### Vorliegender Text
Lesedauer: 3 Minuten

Mit Ende Vierzig und nach fast zwanzig Jahren Abwesenheit in ihrem Job, ist Claudia M. nach ihrer Scheidung damit konfrontiert, wieder ins Berufsleben einzusteigen. Als Mutter von zwei Teenagern ist ihr laut Rechtsprechung zuzumuten, 80 bis 100 Prozent zu arbeiten.

«Ich will ja nichts lieber als finanziell unabhängig zu sein», sagt Claudia M.* Wenn das nur so einfach wäre.

18 Jahre Ehe hat Claudia M. aus dem Kanton Zürich hinter sich, als ihr Mann vor zwei Jahren Knall auf Fall die Scheidung will. Claudia ist zu diesem Zeitpunkt 47 Jahre alt, die beiden Kinder im Teenager-Alter. Bis zum ersten Kind ist sie im kaufmännischen Bereich tätig, als sie Mutter wird, zieht sie sich erstmal aus dem Berufsleben zurück. Als der Sohn knapp einjährig ist, möchte Claudia wieder einsteigen. «Für meinen Mann war es allerdings keine Option, sein Hundertprozent-Pensum zu reduzieren.» Fremdbetreuung kann und will sich Claudia nicht leisten.

Mit viel Glück findet sie einen Job in einer privaten Kinderkrippe, wo sie ihre Kinder mit zur Arbeit nehmen kann. Gut zehn Jahre lang arbeitet sie dort Teilzeit. «Irgendwann fühlte ich mich nicht mehr gefordert, wollte etwas anderes machen.» Zurückkehren in den alten Job stellt sich als unmöglich heraus, zum einen wegen der Kinder, zum anderen wegen ihrer langen Abwesenheit. So engagiert sie sich jahrelang ehrenamtlich in ihrer Gemeinde.

### Gegebene Zeilen
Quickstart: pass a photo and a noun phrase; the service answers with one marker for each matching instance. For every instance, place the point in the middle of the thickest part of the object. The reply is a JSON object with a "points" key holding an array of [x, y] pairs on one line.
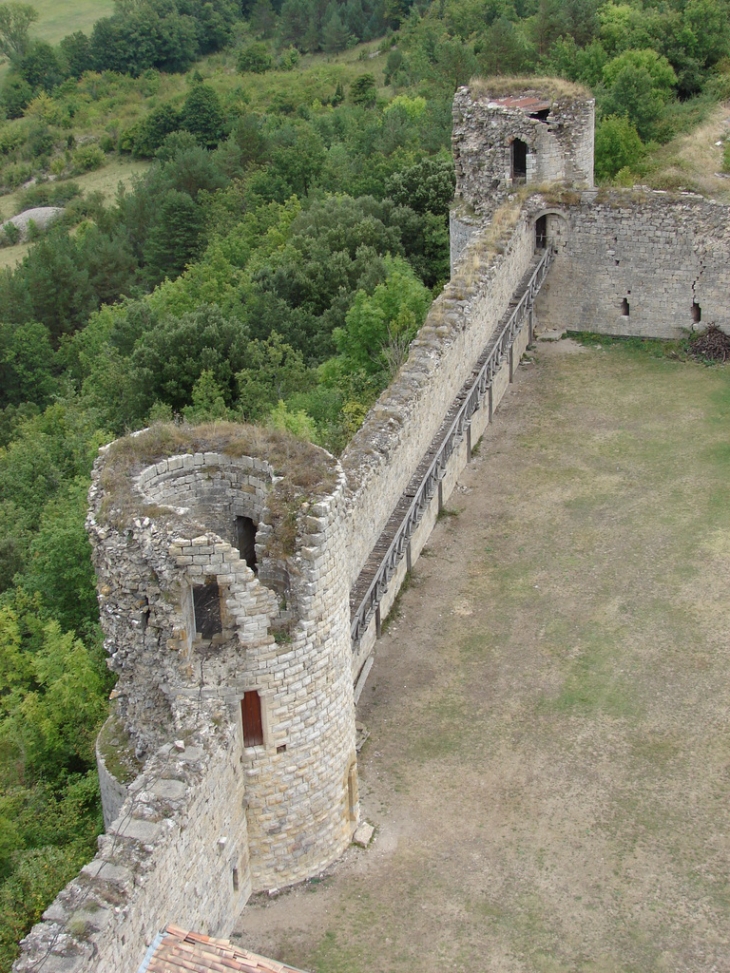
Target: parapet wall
{"points": [[178, 848], [643, 263], [383, 455], [239, 704]]}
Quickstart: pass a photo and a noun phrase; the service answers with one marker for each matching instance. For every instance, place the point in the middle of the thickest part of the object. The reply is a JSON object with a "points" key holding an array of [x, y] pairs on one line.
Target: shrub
{"points": [[255, 58], [11, 234], [86, 158]]}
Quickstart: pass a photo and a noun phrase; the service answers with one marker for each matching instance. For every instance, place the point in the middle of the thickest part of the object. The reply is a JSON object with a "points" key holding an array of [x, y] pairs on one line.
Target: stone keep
{"points": [[224, 599], [537, 137]]}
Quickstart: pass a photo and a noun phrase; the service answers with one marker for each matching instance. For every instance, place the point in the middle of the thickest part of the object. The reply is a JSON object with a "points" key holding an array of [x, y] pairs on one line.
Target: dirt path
{"points": [[549, 760]]}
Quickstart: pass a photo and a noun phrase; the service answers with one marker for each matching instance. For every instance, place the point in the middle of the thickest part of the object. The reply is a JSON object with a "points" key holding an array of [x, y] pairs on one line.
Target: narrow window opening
{"points": [[253, 727], [246, 540], [144, 614], [541, 233], [519, 159], [207, 606], [352, 792]]}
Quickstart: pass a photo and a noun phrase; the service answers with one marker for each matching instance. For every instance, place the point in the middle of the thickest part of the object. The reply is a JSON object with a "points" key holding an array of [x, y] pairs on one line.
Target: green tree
{"points": [[363, 90], [427, 187], [152, 131], [174, 238], [274, 371], [40, 67], [618, 146], [202, 116], [76, 54], [335, 35], [639, 85], [15, 96], [169, 359], [208, 402], [263, 19], [15, 21], [26, 364], [379, 327]]}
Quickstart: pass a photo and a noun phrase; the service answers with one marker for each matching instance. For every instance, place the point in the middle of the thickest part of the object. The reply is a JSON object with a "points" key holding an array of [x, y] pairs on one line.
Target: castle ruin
{"points": [[243, 577]]}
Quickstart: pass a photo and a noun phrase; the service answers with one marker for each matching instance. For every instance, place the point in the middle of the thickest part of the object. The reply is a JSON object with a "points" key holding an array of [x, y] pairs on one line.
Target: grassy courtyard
{"points": [[549, 760]]}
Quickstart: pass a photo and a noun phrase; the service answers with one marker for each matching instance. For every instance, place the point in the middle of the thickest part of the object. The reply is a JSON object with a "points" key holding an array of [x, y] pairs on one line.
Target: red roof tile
{"points": [[180, 951]]}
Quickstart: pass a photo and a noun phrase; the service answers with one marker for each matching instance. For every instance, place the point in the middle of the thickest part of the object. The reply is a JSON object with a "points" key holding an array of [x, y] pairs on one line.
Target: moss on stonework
{"points": [[301, 472], [117, 751], [502, 86]]}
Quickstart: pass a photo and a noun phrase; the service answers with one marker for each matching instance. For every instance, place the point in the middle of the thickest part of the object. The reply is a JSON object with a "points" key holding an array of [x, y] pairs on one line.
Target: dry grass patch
{"points": [[694, 161], [501, 86], [548, 756], [304, 473]]}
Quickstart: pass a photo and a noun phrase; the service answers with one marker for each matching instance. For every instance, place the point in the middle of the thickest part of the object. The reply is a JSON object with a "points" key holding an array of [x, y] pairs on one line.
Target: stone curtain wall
{"points": [[384, 454], [178, 849], [210, 820], [657, 251], [299, 813]]}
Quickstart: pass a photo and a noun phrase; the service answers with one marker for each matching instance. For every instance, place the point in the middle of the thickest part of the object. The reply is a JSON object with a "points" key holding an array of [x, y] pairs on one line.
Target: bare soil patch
{"points": [[549, 761]]}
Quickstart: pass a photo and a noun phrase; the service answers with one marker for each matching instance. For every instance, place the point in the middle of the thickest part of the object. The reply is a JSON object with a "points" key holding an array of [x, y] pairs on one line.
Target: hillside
{"points": [[253, 219]]}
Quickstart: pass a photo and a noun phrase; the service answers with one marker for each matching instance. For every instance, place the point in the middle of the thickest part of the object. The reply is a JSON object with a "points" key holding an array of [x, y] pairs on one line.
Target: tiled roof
{"points": [[178, 951], [523, 104]]}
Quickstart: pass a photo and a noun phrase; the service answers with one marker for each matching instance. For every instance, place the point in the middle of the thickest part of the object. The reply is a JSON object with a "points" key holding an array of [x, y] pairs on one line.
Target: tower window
{"points": [[246, 540], [519, 159], [207, 606], [541, 233]]}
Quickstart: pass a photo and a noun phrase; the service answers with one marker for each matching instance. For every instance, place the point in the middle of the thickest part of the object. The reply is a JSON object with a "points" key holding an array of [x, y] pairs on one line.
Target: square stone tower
{"points": [[538, 136], [510, 133]]}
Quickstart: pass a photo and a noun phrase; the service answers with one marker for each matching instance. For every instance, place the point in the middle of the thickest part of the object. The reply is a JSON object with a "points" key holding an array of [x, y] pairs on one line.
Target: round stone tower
{"points": [[220, 560]]}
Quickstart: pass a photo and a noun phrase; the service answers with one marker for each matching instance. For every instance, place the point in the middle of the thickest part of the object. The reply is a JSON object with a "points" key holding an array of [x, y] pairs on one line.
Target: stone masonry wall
{"points": [[178, 849], [212, 817], [659, 252], [559, 148], [383, 455]]}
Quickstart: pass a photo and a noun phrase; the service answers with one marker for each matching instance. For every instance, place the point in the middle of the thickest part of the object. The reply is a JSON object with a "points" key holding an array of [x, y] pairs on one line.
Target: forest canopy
{"points": [[270, 262]]}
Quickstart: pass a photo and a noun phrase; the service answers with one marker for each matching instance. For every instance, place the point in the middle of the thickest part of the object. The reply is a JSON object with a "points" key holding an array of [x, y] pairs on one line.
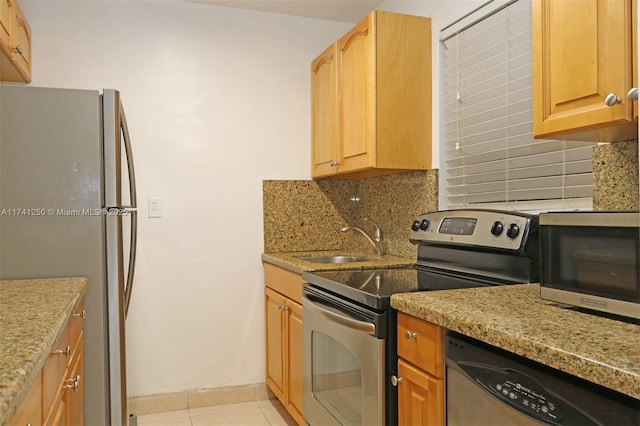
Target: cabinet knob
{"points": [[73, 383], [395, 380], [410, 335], [612, 99]]}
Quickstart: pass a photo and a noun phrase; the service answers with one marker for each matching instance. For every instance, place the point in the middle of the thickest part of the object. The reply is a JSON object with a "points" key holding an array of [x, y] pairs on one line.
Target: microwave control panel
{"points": [[483, 228]]}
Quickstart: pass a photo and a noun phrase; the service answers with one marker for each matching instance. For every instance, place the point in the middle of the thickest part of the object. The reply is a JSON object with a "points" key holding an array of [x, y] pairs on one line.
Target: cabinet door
{"points": [[356, 94], [275, 342], [30, 411], [74, 389], [6, 23], [582, 52], [420, 397], [324, 138], [294, 352]]}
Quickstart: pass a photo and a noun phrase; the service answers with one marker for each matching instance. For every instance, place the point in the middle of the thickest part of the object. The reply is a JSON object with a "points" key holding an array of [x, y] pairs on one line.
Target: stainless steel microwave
{"points": [[591, 260]]}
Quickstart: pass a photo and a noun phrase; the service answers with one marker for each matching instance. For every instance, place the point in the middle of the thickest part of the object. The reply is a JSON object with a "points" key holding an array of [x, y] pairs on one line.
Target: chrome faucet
{"points": [[377, 235]]}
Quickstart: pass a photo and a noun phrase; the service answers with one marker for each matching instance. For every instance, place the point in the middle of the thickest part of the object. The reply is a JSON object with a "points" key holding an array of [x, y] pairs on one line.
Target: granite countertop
{"points": [[596, 348], [33, 313], [292, 261]]}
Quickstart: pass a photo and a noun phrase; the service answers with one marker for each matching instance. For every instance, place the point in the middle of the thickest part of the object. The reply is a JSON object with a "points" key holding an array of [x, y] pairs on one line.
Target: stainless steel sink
{"points": [[336, 259]]}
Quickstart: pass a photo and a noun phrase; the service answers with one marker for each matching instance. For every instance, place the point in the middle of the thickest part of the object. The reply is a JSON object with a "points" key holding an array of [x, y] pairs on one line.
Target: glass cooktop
{"points": [[374, 287]]}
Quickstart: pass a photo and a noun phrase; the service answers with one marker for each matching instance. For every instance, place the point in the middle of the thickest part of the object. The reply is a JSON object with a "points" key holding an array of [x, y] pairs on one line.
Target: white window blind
{"points": [[489, 158]]}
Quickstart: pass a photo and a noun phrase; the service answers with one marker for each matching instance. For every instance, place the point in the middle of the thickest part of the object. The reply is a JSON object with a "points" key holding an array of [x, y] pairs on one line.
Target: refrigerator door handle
{"points": [[132, 209]]}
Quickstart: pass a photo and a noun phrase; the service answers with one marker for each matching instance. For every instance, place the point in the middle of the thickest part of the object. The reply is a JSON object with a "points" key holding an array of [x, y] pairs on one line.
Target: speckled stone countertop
{"points": [[292, 261], [599, 349], [32, 315]]}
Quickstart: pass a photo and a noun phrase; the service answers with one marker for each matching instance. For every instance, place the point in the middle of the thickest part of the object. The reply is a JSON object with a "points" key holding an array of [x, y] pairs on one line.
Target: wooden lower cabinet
{"points": [[56, 396], [421, 370], [283, 327], [30, 412]]}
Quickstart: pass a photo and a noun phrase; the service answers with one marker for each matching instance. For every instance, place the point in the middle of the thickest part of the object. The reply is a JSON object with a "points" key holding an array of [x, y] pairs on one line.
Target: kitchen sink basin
{"points": [[335, 259]]}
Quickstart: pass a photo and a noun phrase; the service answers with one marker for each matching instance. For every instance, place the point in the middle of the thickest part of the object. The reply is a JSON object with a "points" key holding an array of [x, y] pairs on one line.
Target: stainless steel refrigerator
{"points": [[68, 208]]}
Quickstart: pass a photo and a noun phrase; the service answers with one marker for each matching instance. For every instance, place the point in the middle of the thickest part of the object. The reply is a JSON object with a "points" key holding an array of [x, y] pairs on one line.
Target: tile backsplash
{"points": [[301, 215]]}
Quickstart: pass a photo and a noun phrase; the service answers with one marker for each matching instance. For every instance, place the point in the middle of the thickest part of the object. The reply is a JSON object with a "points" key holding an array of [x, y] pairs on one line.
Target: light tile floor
{"points": [[255, 413]]}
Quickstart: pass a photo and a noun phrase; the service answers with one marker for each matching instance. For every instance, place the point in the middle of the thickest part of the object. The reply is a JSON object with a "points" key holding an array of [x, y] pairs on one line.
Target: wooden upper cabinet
{"points": [[22, 47], [583, 52], [324, 113], [15, 43], [379, 120], [356, 91]]}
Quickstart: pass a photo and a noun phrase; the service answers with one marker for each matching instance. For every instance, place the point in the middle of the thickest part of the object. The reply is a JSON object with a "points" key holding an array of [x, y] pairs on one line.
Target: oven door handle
{"points": [[336, 317]]}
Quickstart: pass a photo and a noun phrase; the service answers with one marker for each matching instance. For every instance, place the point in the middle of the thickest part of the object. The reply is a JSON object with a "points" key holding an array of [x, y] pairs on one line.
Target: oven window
{"points": [[603, 261], [336, 379]]}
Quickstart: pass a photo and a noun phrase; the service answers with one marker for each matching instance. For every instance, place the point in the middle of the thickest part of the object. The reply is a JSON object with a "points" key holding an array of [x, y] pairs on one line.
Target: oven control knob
{"points": [[513, 231], [497, 228]]}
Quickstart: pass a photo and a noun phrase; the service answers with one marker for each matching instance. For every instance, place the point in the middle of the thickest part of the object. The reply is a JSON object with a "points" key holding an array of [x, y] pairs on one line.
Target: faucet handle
{"points": [[377, 236]]}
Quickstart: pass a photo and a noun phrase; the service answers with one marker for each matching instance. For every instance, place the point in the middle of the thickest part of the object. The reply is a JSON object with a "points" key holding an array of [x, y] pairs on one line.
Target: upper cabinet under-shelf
{"points": [[585, 63], [15, 43], [371, 99]]}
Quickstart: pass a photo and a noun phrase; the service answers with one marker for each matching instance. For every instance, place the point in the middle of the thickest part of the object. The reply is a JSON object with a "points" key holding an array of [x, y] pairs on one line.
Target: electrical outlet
{"points": [[155, 207]]}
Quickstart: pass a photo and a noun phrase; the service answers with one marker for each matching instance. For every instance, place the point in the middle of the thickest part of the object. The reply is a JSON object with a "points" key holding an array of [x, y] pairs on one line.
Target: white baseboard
{"points": [[150, 404]]}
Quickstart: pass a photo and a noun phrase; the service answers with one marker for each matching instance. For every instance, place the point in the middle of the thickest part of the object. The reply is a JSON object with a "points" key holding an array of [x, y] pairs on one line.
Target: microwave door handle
{"points": [[134, 215], [338, 318]]}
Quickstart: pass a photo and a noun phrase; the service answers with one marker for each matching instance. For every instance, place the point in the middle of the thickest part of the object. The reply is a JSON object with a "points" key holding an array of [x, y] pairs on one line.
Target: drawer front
{"points": [[283, 281], [422, 344], [76, 324]]}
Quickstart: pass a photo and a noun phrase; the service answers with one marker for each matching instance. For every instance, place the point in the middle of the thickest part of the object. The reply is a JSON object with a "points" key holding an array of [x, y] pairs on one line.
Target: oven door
{"points": [[343, 361]]}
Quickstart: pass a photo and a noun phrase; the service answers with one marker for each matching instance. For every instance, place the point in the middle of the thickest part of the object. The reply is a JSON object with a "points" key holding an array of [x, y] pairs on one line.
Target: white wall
{"points": [[217, 100]]}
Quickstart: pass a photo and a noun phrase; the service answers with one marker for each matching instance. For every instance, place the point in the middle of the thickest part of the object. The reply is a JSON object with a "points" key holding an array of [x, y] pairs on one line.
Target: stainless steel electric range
{"points": [[349, 328]]}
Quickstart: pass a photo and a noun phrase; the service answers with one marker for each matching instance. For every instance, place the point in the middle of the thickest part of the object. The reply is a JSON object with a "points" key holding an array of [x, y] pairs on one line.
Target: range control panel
{"points": [[487, 228]]}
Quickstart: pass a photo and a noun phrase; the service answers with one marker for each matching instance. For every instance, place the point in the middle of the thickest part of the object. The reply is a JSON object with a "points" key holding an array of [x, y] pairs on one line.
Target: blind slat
{"points": [[489, 155]]}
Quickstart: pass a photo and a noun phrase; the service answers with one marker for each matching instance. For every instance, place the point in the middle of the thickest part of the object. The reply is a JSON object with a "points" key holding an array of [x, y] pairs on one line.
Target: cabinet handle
{"points": [[66, 351], [410, 335], [73, 383], [612, 99]]}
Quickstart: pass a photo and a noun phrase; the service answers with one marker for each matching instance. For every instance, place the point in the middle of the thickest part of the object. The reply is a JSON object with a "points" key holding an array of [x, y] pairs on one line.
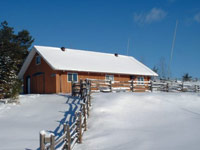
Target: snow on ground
{"points": [[143, 121], [20, 124]]}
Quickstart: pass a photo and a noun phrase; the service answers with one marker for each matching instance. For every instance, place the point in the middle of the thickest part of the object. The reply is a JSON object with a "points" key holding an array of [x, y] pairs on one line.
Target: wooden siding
{"points": [[46, 80], [64, 86], [43, 78]]}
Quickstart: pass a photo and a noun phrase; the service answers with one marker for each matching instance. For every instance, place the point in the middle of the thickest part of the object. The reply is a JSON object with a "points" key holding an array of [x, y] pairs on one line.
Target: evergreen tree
{"points": [[13, 51]]}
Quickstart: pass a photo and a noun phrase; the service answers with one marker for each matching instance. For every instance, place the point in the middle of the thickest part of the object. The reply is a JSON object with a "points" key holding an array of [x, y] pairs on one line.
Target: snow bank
{"points": [[20, 124], [143, 121]]}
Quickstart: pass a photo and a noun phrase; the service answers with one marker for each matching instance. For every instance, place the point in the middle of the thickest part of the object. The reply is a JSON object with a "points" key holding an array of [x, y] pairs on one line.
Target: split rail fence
{"points": [[73, 133], [142, 86]]}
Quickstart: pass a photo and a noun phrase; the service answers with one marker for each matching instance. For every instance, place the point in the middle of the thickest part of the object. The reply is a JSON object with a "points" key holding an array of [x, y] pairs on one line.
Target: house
{"points": [[51, 69]]}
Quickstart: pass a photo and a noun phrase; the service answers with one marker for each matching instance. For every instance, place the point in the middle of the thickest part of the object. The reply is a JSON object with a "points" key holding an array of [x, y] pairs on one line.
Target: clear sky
{"points": [[106, 26]]}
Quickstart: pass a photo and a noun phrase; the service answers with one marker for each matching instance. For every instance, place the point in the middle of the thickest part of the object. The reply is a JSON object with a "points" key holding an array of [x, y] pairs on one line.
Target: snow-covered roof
{"points": [[87, 61]]}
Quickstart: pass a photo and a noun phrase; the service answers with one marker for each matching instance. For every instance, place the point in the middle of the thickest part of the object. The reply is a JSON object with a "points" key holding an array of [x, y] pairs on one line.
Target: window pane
{"points": [[69, 77], [38, 60], [75, 77], [110, 77], [107, 77]]}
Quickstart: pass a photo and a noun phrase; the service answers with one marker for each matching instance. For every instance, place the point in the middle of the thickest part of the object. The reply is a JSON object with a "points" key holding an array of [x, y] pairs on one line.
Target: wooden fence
{"points": [[142, 86], [73, 133]]}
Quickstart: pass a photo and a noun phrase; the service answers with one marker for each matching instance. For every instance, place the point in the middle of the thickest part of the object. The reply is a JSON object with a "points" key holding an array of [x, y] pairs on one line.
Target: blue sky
{"points": [[106, 26]]}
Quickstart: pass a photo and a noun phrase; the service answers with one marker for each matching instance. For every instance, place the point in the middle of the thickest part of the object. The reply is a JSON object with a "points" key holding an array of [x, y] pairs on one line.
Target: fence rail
{"points": [[141, 86], [73, 133]]}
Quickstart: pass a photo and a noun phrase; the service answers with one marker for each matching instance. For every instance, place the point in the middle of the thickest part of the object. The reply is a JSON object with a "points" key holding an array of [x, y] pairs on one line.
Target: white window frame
{"points": [[72, 77], [108, 75], [140, 81], [36, 60]]}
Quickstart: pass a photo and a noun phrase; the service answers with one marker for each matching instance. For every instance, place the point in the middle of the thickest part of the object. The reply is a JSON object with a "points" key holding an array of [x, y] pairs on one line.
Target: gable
{"points": [[88, 61]]}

### Die Aufgabe
Gib aus dem Text über Claudia M. Wort für Wort wieder, was von „18 Jahre Ehe“ bis einschließlich „Claudia nicht leisten.“ steht. Die Zeilen brauchst du hier nicht.

### Deine Lösung
18 Jahre Ehe hat Claudia M. aus dem Kanton Zürich hinter sich, als ihr Mann vor zwei Jahren Knall auf Fall die Scheidung will. Claudia ist zu diesem Zeitpunkt 47 Jahre alt, die beiden Kinder im Teenager-Alter. Bis zum ersten Kind ist sie im kaufmännischen Bereich tätig, als sie Mutter wird, zieht sie sich erstmal aus dem Berufsleben zurück. Als der Sohn knapp einjährig ist, möchte Claudia wieder einsteigen. «Für meinen Mann war es allerdings keine Option, sein Hundertprozent-Pensum zu reduzieren.» Fremdbetreuung kann und will sich Claudia nicht leisten.